Task requirements — Put every line of the records below into a Markdown table with the columns Row and Text, giving each line its row number and skipping blank lines. Leave the pictures out of the table.

-- start of Source material --

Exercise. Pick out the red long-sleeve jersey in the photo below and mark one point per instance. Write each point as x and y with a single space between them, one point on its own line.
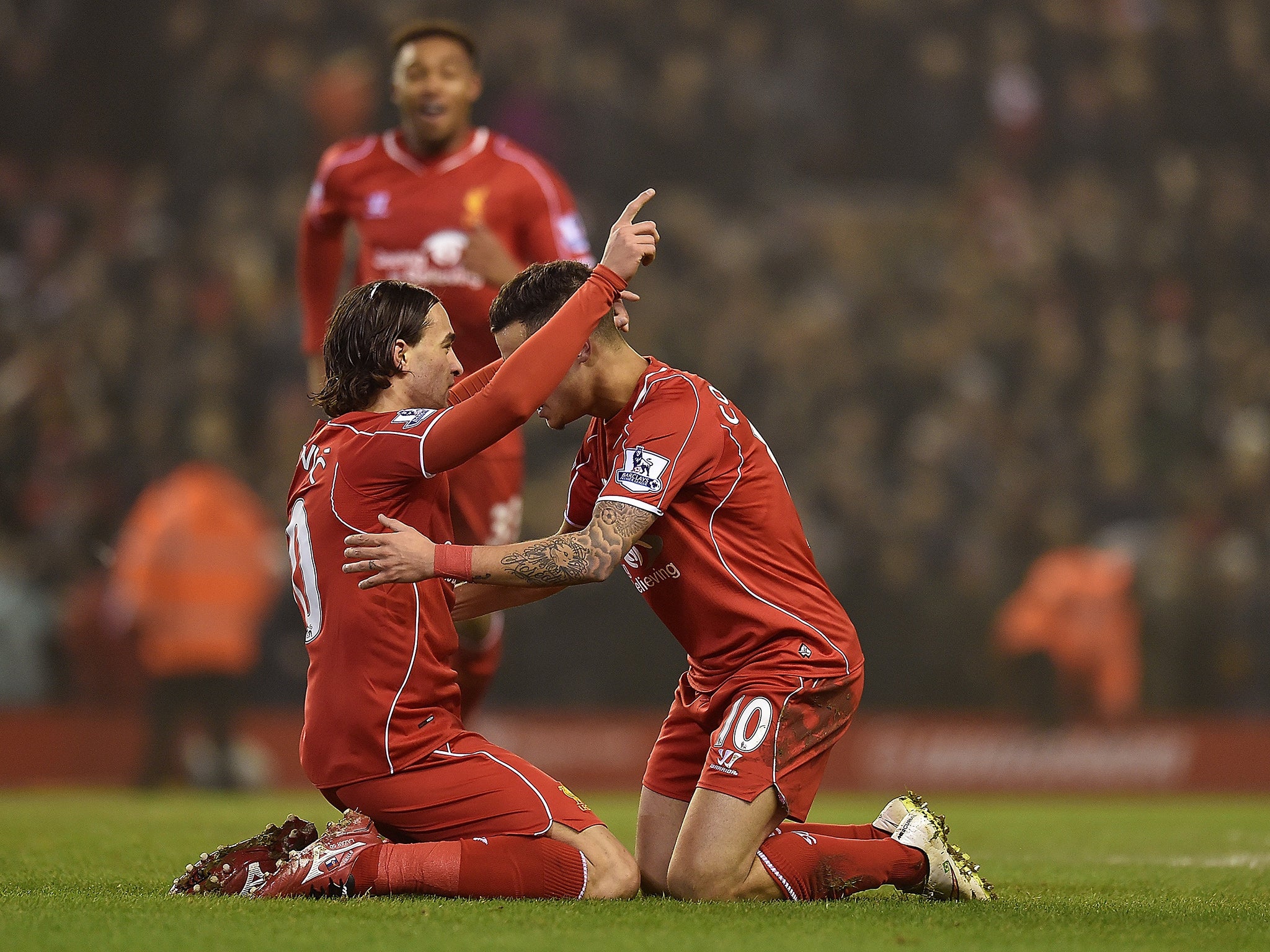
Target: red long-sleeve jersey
381 694
727 565
413 215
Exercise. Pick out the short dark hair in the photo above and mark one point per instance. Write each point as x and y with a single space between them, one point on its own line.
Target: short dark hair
538 293
422 30
357 351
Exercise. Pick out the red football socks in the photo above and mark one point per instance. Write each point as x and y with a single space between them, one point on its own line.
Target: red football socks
812 866
843 831
507 867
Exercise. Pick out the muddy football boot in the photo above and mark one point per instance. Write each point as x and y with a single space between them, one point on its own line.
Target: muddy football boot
950 874
324 868
231 871
894 813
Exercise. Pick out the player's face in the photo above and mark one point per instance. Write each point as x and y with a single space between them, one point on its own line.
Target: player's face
431 364
569 400
435 86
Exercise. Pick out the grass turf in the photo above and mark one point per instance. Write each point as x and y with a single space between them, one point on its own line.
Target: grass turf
91 870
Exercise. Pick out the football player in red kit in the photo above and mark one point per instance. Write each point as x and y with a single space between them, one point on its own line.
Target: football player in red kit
460 211
675 484
383 735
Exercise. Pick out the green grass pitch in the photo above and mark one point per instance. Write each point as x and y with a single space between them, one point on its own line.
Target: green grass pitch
91 870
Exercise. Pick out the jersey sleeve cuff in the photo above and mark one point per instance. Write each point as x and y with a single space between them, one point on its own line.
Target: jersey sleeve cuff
637 503
610 277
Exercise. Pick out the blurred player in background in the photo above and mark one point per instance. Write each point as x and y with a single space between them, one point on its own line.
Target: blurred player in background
460 211
195 574
676 485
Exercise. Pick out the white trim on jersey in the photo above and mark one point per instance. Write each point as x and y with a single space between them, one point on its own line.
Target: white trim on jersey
481 139
388 725
397 433
353 155
741 465
530 163
573 478
546 809
424 437
668 374
335 512
637 503
475 148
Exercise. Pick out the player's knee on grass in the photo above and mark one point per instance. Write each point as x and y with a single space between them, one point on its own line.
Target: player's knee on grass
705 878
611 870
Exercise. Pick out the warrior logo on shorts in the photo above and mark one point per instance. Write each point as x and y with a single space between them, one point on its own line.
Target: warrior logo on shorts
642 471
643 552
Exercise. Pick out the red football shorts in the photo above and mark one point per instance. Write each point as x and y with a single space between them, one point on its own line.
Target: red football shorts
466 788
755 731
486 495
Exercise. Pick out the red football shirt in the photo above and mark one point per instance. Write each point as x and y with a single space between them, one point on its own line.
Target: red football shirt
381 694
412 216
727 566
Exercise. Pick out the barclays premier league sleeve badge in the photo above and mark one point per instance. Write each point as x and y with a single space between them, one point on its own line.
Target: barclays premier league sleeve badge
642 471
409 419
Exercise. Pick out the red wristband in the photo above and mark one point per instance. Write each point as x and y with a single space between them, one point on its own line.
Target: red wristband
453 562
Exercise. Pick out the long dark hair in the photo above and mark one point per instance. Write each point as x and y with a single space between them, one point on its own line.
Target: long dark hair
367 322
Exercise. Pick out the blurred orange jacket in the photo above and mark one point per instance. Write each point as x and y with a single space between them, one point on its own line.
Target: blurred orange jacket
196 571
1077 606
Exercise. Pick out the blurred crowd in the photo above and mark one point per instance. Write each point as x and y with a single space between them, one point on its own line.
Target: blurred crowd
992 278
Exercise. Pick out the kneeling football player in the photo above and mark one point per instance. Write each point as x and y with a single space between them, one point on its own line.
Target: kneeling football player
430 806
673 484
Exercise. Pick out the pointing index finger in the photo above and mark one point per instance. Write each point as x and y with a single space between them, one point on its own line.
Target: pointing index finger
628 216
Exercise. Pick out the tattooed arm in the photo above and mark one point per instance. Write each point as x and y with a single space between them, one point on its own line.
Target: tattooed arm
590 553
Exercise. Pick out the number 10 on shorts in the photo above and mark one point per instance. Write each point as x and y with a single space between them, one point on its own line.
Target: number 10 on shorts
748 720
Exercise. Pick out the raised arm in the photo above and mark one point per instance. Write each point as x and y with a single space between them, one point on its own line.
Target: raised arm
527 377
590 553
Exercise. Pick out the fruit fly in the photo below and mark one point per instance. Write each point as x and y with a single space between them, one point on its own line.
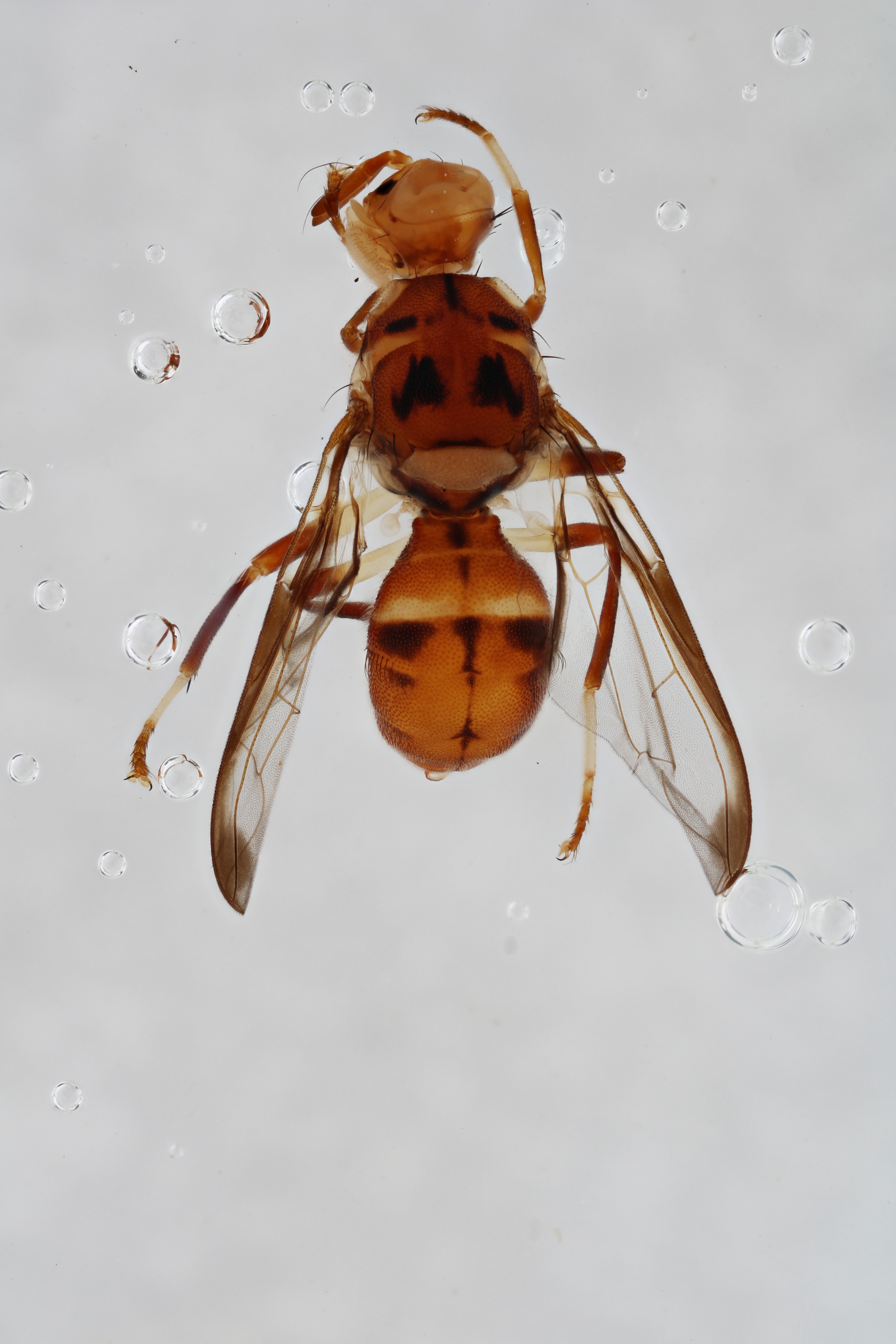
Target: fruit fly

-- end of Source material --

The result —
| Row | Text |
|---|---|
| 1 | Exercise. Pick out the red long-sleeve jersey in the photo below and mark one point per instance. Write each point as x and y with a single space between them, one point on its own line. |
| 2 | Target: red long-sleeve jersey |
| 3 | 381 694 |
| 4 | 727 565 |
| 5 | 413 215 |
| 6 | Exercise. Pick out the short dark hair in the photo above and mark one point per instance. Write each point as x and y with a single space between them, one point on its own line. |
| 7 | Target: short dark hair |
| 8 | 538 293 |
| 9 | 422 30 |
| 10 | 357 351 |
| 11 | Exercise. Pick out the red football socks in the photo above and mark one point per instance. Write each point as x and y with a single space between them, one point on its own line. |
| 12 | Target: red football socks |
| 13 | 812 866 |
| 14 | 843 831 |
| 15 | 507 867 |
| 16 | Exercise. Pick out the muddy football boot in the photo above and mark one point per instance. Write each point as x and y with a single space between them, one point on its own line. |
| 17 | Target: muddy football boot |
| 18 | 950 874 |
| 19 | 324 868 |
| 20 | 231 871 |
| 21 | 894 813 |
| 22 | Exercise. Pick out the player's face in the photo above and mark one point per instance. Write each point as x and y with a single space between them, one point on its own line. |
| 23 | Target: player's face |
| 24 | 431 364 |
| 25 | 569 400 |
| 26 | 435 86 |
| 27 | Exercise. Pick out the grass turf in the photo above and mark one point per instance. Write each point as x and y with a single space between them, one point on its own line. |
| 28 | Target: grass turf |
| 29 | 91 870 |
| 30 | Exercise. Pick out the football player in red kit in the photo above and mark one point per instance. Write each point as x and y with a single space between them, one point on its own line. |
| 31 | Target: football player in red kit |
| 32 | 460 211 |
| 33 | 675 484 |
| 34 | 383 735 |
| 35 | Exercise. Pick out the green grass pitch in the photo above and mark one point per instance. Write each point as x and y with a single space between them, one point on its own line. |
| 36 | Target: green grass pitch |
| 37 | 91 870 |
| 38 | Exercise. Pick out the jersey sleeve cuff in the photo above and mark one point per instance. Write each point as x and y with a single space between them, one point on its own line. |
| 39 | Target: jersey sleeve cuff |
| 40 | 637 503 |
| 41 | 610 277 |
| 42 | Exercise. Pick out the blurred player in background in the photo above and mark one point per instance. Write each point as x and y with a single space between them, one point on its own line. |
| 43 | Target: blurred player in background |
| 44 | 460 211 |
| 45 | 195 574 |
| 46 | 676 485 |
| 47 | Exercise. Pick out the white trim on jersey in the photo above and mark one point per instance. Write each point as x and y with a single space between them, one point on its own line. |
| 48 | Target: white trim on jersey |
| 49 | 481 139 |
| 50 | 388 725 |
| 51 | 397 433 |
| 52 | 353 155 |
| 53 | 741 465 |
| 54 | 530 163 |
| 55 | 573 478 |
| 56 | 546 809 |
| 57 | 424 437 |
| 58 | 668 374 |
| 59 | 335 512 |
| 60 | 637 503 |
| 61 | 475 148 |
| 62 | Exercise. Pick out the player's knee on grass in the photo above and mark one point per instance. Write each point as x and y with a single space between them, one point on its own line. |
| 63 | Target: player's knee on grass |
| 64 | 705 878 |
| 65 | 611 870 |
| 66 | Exercise. Pick out the warrior logo on shorts in the photo above and mark one point per instance. Write each point as x and y with a single space between them, one point on its own line. |
| 67 | Target: warrior logo on shorts |
| 68 | 642 471 |
| 69 | 643 552 |
| 70 | Exercise. Pick out the red football shorts in the photo above and mark one point per instance. Write each point as x and y with a single space between them, one point on its own line. |
| 71 | Target: red football shorts |
| 72 | 466 788 |
| 73 | 755 731 |
| 74 | 486 495 |
| 75 | Exercise. Pick out the red football shirt in the photo above and mark one point per instance. Write each point as x and y with a single space between them, one point on its own line. |
| 76 | Target: red football shirt |
| 77 | 381 694 |
| 78 | 412 216 |
| 79 | 727 566 |
| 80 | Exercise. Pick out the barclays premier league sleeve badge in the photo above and mark one point per instance. Write each point as x and y with a single space between them, one point on its own line. |
| 81 | Target: barclays premier league sleeve badge |
| 82 | 642 471 |
| 83 | 409 419 |
| 84 | Exercise. Pick out the red wristband in the photo above and mark one point per instance. Write each point as x and y with a single space between them, one point on its own line. |
| 85 | Target: red wristband |
| 86 | 453 562 |
| 87 | Exercise. Pick out the long dark hair in the photo above and mark one point per instance. Write each point as x and y with a single space between them, one point on its own line. |
| 88 | Target: long dark hair |
| 89 | 367 322 |
| 90 | Exercise. Pick out the blurred orange jacket in the photo above and mark one point per instance. Write each point as x and y with a single space between them, one point on its own line. |
| 91 | Target: blurred orange jacket |
| 92 | 196 571 |
| 93 | 1077 606 |
| 94 | Exercise. Pick out the blurred crowd in the photo above and mark one point per instance. Write each point as x and y with a single space between them, one point on its own line. |
| 95 | Target: blurred crowd |
| 96 | 992 278 |
| 97 | Exercise. Pick out the kneeling football player in the photo above and mark one point per instance. Write each point as x and y with a single space between them, one point on its own line. |
| 98 | Target: kneeling football player |
| 99 | 430 806 |
| 100 | 673 484 |
| 101 | Exercise. Pick out the pointing index finger in the photo above and mark one point per instance. Write each point as x and y with a single space between them, one point on its own line. |
| 102 | Target: pointing index finger |
| 103 | 628 216 |
| 104 | Exercise. Pick out the tattooed arm in the photo above and mark one point per instance. Write each point as x and y with a single space between them, one point on its own line. |
| 105 | Target: tattooed arm |
| 106 | 590 553 |
| 107 | Exercise. Pick out the number 10 on shorts in the photo above and mark one point per instance. Write each point as x and y with a single space between them, one point on its own line. |
| 108 | Target: number 10 on shorts |
| 109 | 748 720 |
| 110 | Exercise. Pick out the raised arm in the photo above and mark one point per instance. Write each point as x and y with a single space between them, one point on its own line. |
| 111 | Target: raised arm |
| 112 | 527 377 |
| 113 | 590 553 |
| 114 | Exercise. Pick out the fruit fly in the photo below and mark one point per instance. Write each point as x and y with a single space between them, one point on its own line. |
| 115 | Target: fruit fly |